-- Texte extrait --

======

Tout au fond de ma poitrine, ses yeux ont caressé mon coeur.
Alors j'ai noué mon écharpe rouge autour de son cou et j'ai amené le loup chez moi.
C'est une histoire d'amitié qui fait mal, une histoire d'hommes en colère et d'un monde qu'on découvre teinté de violence et frappé par la peur. C'est aussi une histoire d'animaux qu'on met en cage, d'animaux qui rêvent de liberté pour donner de la couleur aux villes.
C'est une histoire triste, une histoire grise, une histoire meurtrie, une histoire avec une écharpe rouge qui vole au vent, au nez et à la barbe des mécontents, une écharpe rouge qui rappelle une rencontre et qui devient comme un aveu. Le signe d'une impuissance et d'une indignation.
C'est une lecture coup de poing, une lecture qui vous retourne la tête, une lecture qui fait de la peine. On y trouve des mots vrais, des mots forts, des regards qui se perdent, des sourires qui se tordent, des visages qui se ressemblent. C'est beau, c'est vrai mais ça vous rend chagrin et amer.
Le loup sous le lit, par Stéphane Servant & illustrations de Benoit Morel (Oskar, coll. Trimestre, 2012)
Elle est à tout le monde, la mer ! Tout le monde... A nous aussi, y a pas de raison !
- Oui, on va aller à la mer, déclare-t-elle d'un ton absolument résolu. La vraie mer, celle qui est à 503 km, qui a des vagues, qui porte les bateaux, celle qui va loin, loin, jusqu'en Amérique...
- Celle qui est salée ! crie Johnny.
- Celle qui a des crabes ! crie Noah.

======

-- Informations enregistrées --
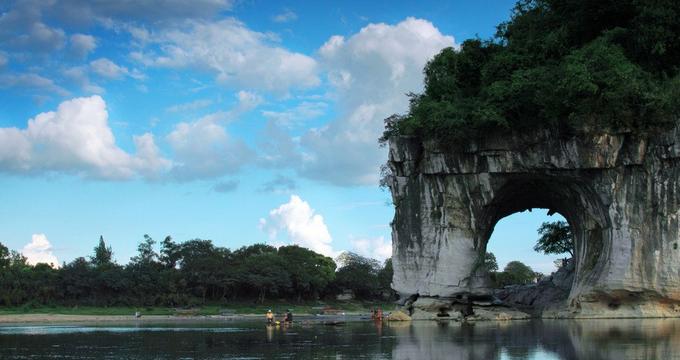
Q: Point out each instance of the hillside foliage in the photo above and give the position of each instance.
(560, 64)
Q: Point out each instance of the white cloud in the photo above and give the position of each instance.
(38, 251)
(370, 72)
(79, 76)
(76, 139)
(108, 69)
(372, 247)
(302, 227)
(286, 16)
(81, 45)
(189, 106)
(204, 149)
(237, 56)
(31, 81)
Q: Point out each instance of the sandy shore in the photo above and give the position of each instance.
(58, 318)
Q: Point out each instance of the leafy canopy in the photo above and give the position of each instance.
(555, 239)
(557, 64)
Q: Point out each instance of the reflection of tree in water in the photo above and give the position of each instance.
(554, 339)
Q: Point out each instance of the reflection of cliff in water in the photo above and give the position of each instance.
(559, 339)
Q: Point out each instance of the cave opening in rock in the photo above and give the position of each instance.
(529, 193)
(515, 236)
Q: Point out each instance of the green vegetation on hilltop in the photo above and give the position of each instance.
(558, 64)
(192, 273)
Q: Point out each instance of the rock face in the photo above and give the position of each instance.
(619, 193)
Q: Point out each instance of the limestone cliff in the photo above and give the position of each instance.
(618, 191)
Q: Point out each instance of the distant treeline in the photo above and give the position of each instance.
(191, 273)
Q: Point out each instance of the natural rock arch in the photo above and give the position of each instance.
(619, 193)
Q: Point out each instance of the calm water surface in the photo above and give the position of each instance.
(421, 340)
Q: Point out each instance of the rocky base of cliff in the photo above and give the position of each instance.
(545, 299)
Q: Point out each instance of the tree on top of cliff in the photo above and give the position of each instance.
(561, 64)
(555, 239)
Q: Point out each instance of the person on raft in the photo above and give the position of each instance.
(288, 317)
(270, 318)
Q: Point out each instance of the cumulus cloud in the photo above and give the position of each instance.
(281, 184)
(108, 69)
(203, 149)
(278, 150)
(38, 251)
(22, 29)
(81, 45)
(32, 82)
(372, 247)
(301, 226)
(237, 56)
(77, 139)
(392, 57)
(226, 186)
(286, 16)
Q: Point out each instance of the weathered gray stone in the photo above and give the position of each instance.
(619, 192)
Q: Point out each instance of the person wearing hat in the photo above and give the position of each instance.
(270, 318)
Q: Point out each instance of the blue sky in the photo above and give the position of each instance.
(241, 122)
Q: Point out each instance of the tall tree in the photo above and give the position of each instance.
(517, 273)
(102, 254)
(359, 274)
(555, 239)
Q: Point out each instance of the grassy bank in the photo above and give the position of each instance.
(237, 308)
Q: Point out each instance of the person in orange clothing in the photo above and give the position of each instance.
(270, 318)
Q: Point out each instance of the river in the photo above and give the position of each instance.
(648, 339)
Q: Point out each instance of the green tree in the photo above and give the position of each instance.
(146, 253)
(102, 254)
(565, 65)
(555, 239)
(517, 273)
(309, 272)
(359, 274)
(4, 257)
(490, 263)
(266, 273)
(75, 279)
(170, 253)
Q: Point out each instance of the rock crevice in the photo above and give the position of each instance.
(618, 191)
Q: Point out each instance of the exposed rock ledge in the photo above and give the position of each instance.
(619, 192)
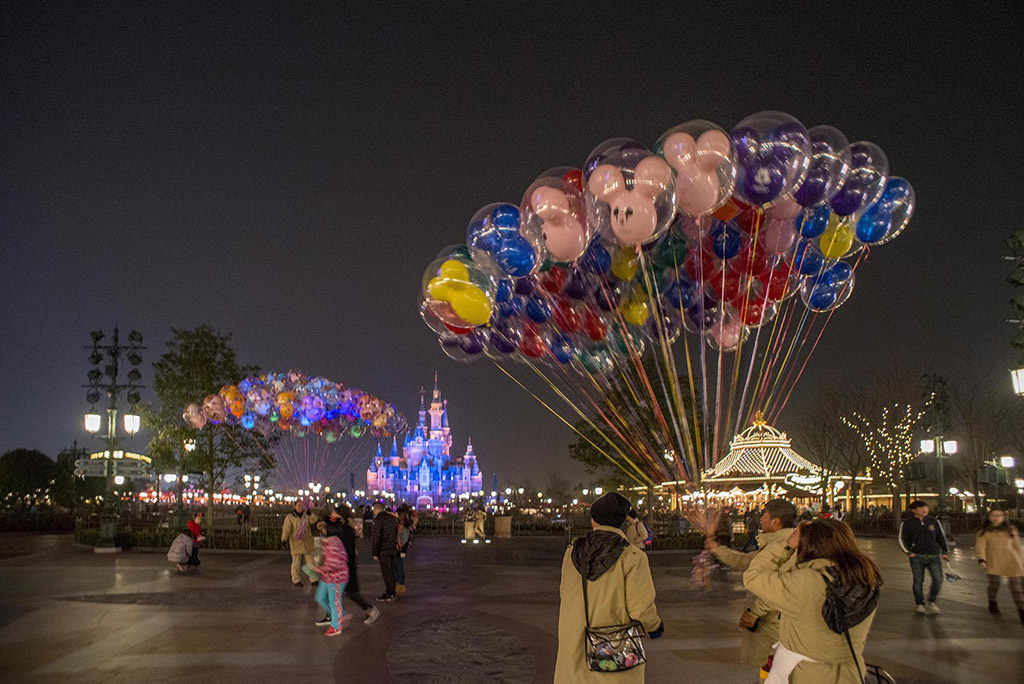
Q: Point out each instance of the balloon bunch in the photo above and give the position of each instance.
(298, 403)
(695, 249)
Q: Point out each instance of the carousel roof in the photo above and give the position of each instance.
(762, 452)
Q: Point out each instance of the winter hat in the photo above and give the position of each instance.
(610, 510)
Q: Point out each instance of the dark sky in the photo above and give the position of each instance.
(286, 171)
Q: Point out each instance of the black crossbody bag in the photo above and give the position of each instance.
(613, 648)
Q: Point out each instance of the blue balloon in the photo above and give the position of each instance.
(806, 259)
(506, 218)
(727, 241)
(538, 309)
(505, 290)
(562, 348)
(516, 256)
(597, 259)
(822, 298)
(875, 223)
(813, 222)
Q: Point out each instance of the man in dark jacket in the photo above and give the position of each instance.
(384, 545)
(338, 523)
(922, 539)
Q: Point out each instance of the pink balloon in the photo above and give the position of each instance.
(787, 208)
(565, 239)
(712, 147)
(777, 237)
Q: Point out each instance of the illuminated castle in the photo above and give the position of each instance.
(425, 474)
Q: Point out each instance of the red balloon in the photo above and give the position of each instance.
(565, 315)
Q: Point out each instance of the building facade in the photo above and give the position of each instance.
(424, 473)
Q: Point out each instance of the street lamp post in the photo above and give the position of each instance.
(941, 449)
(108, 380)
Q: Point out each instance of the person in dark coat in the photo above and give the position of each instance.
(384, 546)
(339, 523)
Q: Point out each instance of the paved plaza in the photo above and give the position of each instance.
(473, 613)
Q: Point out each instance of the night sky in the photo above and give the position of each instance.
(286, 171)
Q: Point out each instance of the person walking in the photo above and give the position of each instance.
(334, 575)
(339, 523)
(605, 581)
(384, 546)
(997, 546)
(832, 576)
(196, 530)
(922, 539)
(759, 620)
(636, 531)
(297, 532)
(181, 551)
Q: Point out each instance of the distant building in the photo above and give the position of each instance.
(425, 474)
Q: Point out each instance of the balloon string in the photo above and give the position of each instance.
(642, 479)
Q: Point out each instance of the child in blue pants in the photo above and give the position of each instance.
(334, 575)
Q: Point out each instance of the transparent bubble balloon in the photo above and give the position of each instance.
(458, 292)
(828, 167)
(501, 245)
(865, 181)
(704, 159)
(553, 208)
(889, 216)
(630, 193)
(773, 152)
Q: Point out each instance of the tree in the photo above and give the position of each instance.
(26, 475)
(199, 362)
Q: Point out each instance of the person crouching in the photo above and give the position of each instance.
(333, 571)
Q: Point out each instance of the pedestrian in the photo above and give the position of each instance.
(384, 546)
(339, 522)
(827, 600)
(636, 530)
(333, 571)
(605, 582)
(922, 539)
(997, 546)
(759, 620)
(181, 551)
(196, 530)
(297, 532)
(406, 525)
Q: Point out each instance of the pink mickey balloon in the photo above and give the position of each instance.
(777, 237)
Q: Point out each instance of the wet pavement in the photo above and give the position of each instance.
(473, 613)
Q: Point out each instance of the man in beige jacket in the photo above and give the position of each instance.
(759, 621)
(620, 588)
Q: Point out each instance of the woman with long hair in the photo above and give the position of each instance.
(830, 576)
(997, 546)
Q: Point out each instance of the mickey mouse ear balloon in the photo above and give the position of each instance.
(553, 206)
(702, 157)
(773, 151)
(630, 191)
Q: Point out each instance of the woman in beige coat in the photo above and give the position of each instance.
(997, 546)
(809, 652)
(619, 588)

======

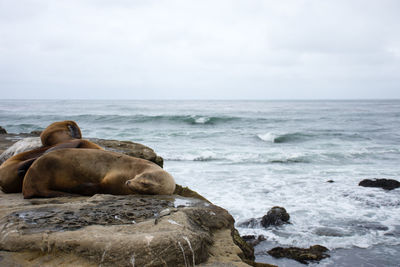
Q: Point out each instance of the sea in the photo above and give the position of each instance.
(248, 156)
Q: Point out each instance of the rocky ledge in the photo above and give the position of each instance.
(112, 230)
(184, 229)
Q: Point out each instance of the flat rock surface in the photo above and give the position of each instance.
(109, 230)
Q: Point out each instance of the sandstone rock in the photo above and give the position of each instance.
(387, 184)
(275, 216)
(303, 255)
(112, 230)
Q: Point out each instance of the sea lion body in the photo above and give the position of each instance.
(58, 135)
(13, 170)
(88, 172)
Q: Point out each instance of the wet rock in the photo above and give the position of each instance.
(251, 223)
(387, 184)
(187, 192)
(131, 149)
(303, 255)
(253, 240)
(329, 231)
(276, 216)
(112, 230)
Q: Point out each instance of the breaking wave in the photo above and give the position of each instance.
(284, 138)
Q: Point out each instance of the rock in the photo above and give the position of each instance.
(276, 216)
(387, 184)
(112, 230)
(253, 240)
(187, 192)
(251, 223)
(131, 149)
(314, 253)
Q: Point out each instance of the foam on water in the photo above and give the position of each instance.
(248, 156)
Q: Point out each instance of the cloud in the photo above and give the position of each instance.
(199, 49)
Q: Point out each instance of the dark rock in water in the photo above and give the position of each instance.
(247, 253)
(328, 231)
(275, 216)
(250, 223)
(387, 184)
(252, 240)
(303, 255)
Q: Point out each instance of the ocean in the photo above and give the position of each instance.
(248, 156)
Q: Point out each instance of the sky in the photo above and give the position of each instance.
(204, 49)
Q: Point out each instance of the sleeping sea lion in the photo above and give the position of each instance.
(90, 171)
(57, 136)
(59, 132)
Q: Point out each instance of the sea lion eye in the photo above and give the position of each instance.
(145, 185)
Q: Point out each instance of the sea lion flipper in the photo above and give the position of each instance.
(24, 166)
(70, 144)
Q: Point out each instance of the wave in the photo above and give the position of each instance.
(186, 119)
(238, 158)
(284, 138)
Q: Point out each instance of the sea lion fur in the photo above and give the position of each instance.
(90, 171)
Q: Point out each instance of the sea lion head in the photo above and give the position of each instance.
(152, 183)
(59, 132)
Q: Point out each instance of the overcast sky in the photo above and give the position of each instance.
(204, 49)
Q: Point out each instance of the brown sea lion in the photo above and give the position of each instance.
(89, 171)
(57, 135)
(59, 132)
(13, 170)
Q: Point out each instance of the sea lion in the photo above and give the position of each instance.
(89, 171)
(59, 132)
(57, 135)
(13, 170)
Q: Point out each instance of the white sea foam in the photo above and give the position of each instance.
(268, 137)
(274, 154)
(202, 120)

======

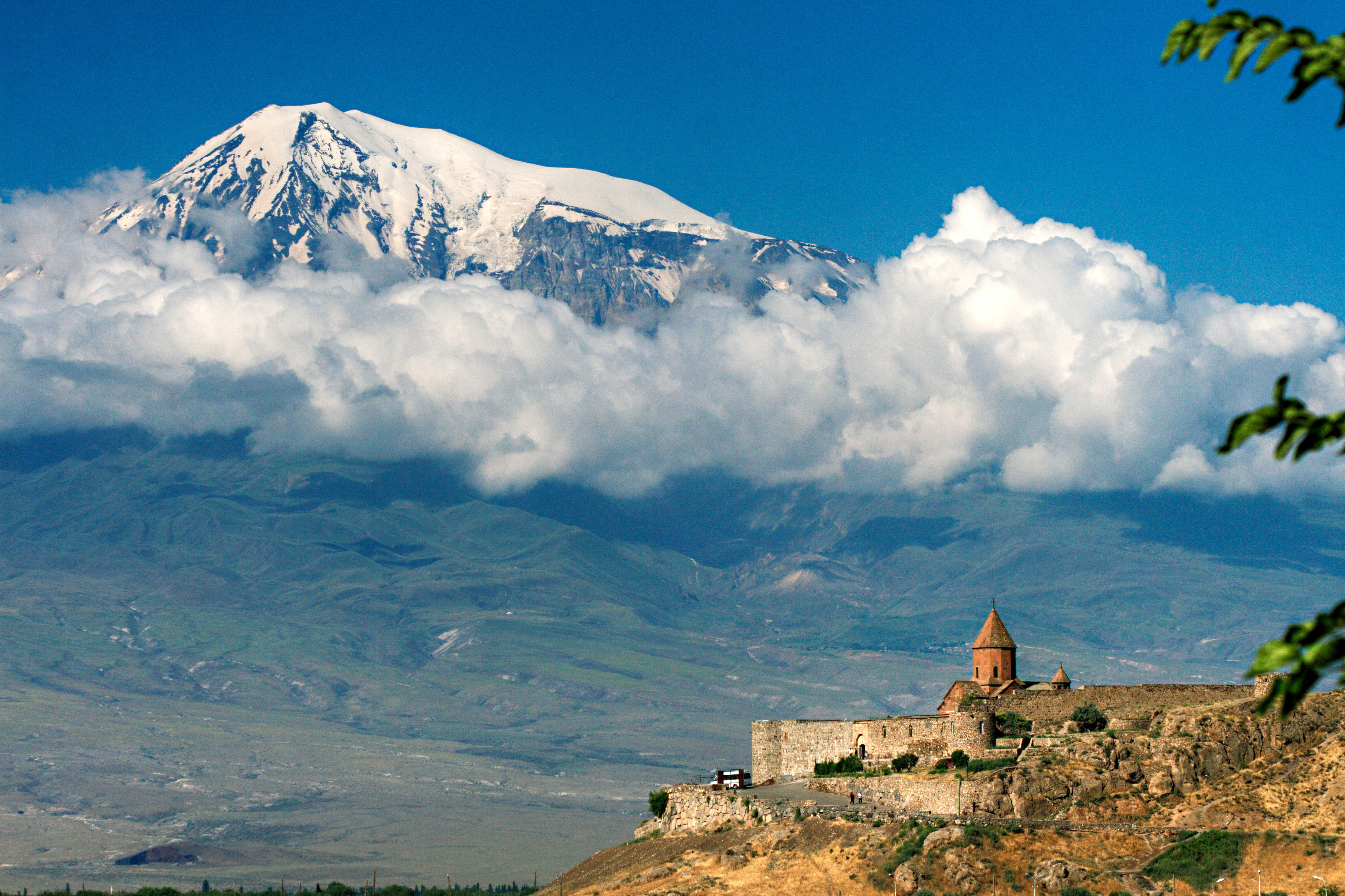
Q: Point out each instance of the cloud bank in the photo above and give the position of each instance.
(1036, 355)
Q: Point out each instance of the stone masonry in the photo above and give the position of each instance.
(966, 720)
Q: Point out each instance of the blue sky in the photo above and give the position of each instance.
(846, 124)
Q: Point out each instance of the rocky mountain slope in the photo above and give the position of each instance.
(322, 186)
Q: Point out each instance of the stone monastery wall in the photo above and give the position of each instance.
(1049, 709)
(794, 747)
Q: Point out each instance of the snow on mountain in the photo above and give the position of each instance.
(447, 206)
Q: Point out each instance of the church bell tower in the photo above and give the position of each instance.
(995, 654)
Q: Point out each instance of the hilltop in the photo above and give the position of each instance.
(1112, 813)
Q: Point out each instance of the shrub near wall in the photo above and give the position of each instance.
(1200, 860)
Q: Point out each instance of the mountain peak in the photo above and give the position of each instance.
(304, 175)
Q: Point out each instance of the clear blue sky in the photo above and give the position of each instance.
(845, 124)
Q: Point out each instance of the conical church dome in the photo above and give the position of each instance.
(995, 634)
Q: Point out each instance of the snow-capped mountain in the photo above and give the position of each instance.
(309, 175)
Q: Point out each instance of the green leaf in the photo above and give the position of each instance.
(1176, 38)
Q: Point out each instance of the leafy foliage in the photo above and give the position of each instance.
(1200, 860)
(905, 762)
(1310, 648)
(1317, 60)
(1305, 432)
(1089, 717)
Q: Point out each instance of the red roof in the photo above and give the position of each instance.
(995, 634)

======

-- À faire --
• a. Répondez à ces questions sur le texte extrait :
(i) De quelle couleur est l'écharpe nouée autour du cou du loup ?
(ii) Qui est l'auteur du livre « Le loup sous le lit » ?
(iii) À quelle distance se trouve la vraie mer ?
• b. Mettez à jour le passage du texte extrait qui va de "C'est une histoire triste, une" jusqu'à "de raison !", en remplaçant "impuissance" par "tristesse".
• c. Traduisez en anglais cette phrase du texte extrait : « C'est une lecture coup de poing, une lecture qui vous retourne la tête, une lecture qui fait de la peine. »

-- Les réponses --
• a.
(i) L'écharpe est rouge.
(ii) L'auteur est Stéphane Servant.
(iii) La vraie mer se trouve à 503 km.

• b.
C'est une histoire triste, une histoire grise, une histoire meurtrie, une histoire avec une écharpe rouge qui vole au vent, au nez et à la barbe des mécontents, une écharpe rouge qui rappelle une rencontre et qui devient comme un aveu. Le signe d'une tristesse et d'une indignation.
C'est une lecture coup de poing, une lecture qui vous retourne la tête, une lecture qui fait de la peine. On y trouve des mots vrais, des mots forts, des regards qui se perdent, des sourires qui se tordent, des visages qui se ressemblent. C'est beau, c'est vrai mais ça vous rend chagrin et amer.
Le loup sous le lit, par Stéphane Servant & illustrations de Benoit Morel (Oskar, coll. Trimestre, 2012)
Elle est à tout le monde, la mer ! Tout le monde... A nous aussi, y a pas de raison !

• c. It is a gut-punch of a read, a read that leaves your head spinning, a read that makes you sad.